Convert the data below into a JSON list of strings, one string per line, leaving out blank lines.

### Records for the exercise

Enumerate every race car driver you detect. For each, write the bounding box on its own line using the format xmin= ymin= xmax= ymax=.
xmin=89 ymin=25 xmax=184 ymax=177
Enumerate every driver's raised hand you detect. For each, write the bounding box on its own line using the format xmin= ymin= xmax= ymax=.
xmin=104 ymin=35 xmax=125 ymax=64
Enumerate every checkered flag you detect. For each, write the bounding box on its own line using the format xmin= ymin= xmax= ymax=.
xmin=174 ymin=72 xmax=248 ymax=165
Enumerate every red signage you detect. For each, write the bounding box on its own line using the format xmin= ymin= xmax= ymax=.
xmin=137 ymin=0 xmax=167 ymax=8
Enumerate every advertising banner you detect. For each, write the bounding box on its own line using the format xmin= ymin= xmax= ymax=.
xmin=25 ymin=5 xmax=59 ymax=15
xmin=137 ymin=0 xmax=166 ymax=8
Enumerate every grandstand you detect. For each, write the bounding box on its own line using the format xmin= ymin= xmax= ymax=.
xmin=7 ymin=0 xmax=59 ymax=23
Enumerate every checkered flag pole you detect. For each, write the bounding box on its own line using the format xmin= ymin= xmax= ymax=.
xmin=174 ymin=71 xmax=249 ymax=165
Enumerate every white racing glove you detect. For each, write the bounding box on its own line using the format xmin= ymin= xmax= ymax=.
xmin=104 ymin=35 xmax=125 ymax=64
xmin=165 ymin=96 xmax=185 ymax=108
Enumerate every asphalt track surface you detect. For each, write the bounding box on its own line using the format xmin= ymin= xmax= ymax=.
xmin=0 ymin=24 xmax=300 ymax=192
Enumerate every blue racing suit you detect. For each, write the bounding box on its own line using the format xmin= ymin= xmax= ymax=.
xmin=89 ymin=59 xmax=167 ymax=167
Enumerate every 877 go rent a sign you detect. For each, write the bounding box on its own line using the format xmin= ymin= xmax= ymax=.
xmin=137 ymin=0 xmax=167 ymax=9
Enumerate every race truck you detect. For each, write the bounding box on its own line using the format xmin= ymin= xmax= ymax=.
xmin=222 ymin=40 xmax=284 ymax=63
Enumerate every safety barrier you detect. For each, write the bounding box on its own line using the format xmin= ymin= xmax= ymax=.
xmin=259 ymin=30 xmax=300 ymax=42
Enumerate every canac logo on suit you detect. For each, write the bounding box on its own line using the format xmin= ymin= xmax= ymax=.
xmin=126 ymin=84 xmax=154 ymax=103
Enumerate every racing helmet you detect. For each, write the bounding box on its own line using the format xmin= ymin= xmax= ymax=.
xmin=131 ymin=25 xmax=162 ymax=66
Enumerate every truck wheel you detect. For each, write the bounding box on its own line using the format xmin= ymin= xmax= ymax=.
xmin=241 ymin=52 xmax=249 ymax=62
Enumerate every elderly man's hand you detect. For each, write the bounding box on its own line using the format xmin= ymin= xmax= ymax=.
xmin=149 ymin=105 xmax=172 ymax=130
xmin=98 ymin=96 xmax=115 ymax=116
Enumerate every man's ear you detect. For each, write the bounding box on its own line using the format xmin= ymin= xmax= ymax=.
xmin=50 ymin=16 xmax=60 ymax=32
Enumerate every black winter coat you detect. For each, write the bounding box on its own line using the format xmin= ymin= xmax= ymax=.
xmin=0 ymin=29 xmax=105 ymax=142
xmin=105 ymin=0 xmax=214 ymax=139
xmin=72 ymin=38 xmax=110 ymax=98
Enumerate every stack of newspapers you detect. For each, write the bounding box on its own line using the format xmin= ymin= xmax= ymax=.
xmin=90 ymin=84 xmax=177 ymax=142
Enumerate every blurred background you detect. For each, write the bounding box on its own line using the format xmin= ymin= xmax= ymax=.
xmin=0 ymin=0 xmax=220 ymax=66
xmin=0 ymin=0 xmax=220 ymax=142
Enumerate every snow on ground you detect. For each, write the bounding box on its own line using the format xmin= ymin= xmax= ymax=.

######

**Answer in full:**
[
  "Enumerate every race car driver you detect. For each, write the bounding box on its own line using the format xmin= ymin= xmax= ymax=.",
  "xmin=89 ymin=25 xmax=184 ymax=177",
  "Enumerate every driver's raised hand you detect. For each, write the bounding box on its own line using the format xmin= ymin= xmax= ymax=.",
  "xmin=104 ymin=35 xmax=125 ymax=64",
  "Enumerate every checkered flag you detect. For each, write the bounding box on its own line using the format xmin= ymin= xmax= ymax=.",
  "xmin=174 ymin=72 xmax=248 ymax=165",
  "Enumerate every red signage you detect. For each, write the bounding box on its own line using the format xmin= ymin= xmax= ymax=.",
  "xmin=137 ymin=0 xmax=167 ymax=8",
  "Enumerate every advertising banner you detect. For each, write the bounding box on its own line using the format xmin= ymin= xmax= ymax=.",
  "xmin=25 ymin=5 xmax=59 ymax=15",
  "xmin=137 ymin=0 xmax=166 ymax=8",
  "Enumerate every grandstand you detect. For each, write the bounding box on its own line using the format xmin= ymin= xmax= ymax=.",
  "xmin=7 ymin=0 xmax=59 ymax=23",
  "Enumerate every checkered flag pole you detect. For each, write the bounding box on its own line using the format xmin= ymin= xmax= ymax=.",
  "xmin=174 ymin=71 xmax=249 ymax=165",
  "Enumerate every white racing glove you detect. For each, write the bounding box on its own line using the format xmin= ymin= xmax= ymax=.",
  "xmin=104 ymin=35 xmax=125 ymax=64",
  "xmin=165 ymin=96 xmax=185 ymax=108",
  "Enumerate every asphalt track surface you detect. For each, write the bounding box on its own line using the format xmin= ymin= xmax= ymax=.",
  "xmin=0 ymin=24 xmax=300 ymax=192",
  "Enumerate every blue racing suit you detect. For each, write the bounding box on its own line using the format xmin= ymin= xmax= ymax=.",
  "xmin=89 ymin=59 xmax=167 ymax=167",
  "Enumerate every 877 go rent a sign you detect. For each, write the bounding box on its own line using the format xmin= ymin= xmax= ymax=.",
  "xmin=137 ymin=0 xmax=167 ymax=9",
  "Enumerate every race truck you detect. For each, write the bounding box on its own line using the format xmin= ymin= xmax= ymax=.",
  "xmin=222 ymin=40 xmax=284 ymax=63",
  "Enumerate every safety barrier you detect. For each, write the bounding box on its own line using the format xmin= ymin= xmax= ymax=.",
  "xmin=259 ymin=30 xmax=300 ymax=42",
  "Enumerate every canac logo on suit you detect. For each, write the bounding box on its own line using the format xmin= ymin= xmax= ymax=.",
  "xmin=126 ymin=84 xmax=154 ymax=103",
  "Enumerate every racing helmet you detect. For each, write the bounding box on its own line using the format xmin= ymin= xmax= ymax=.",
  "xmin=131 ymin=25 xmax=162 ymax=66",
  "Enumerate every truck wheel you detect. For each, write the bounding box on its own line using the format xmin= ymin= xmax= ymax=.",
  "xmin=241 ymin=52 xmax=249 ymax=62",
  "Enumerate every elderly man's hand you detect. For each, write the bounding box on its own line using the format xmin= ymin= xmax= ymax=.",
  "xmin=149 ymin=105 xmax=172 ymax=130",
  "xmin=98 ymin=96 xmax=115 ymax=116",
  "Enumerate every man's ear you detect. For each, write the bounding box on its own line using the format xmin= ymin= xmax= ymax=.",
  "xmin=50 ymin=16 xmax=60 ymax=32",
  "Enumerate every black winter coat you detect. For each, write the bounding box on its own line using the format xmin= ymin= xmax= ymax=.",
  "xmin=0 ymin=29 xmax=105 ymax=142",
  "xmin=105 ymin=0 xmax=214 ymax=139",
  "xmin=72 ymin=38 xmax=110 ymax=98",
  "Enumerate every stack of newspapers you detect. For each, write the bounding box on its own line using the format xmin= ymin= xmax= ymax=.",
  "xmin=90 ymin=84 xmax=177 ymax=142",
  "Enumerate every blurred background you detect. For each, write the bounding box on its own line using the format xmin= ymin= xmax= ymax=.",
  "xmin=0 ymin=0 xmax=220 ymax=66",
  "xmin=0 ymin=0 xmax=220 ymax=142",
  "Enumerate every snow on ground you detect. For each, write the bounding box on its own line using the format xmin= ymin= xmax= ymax=."
]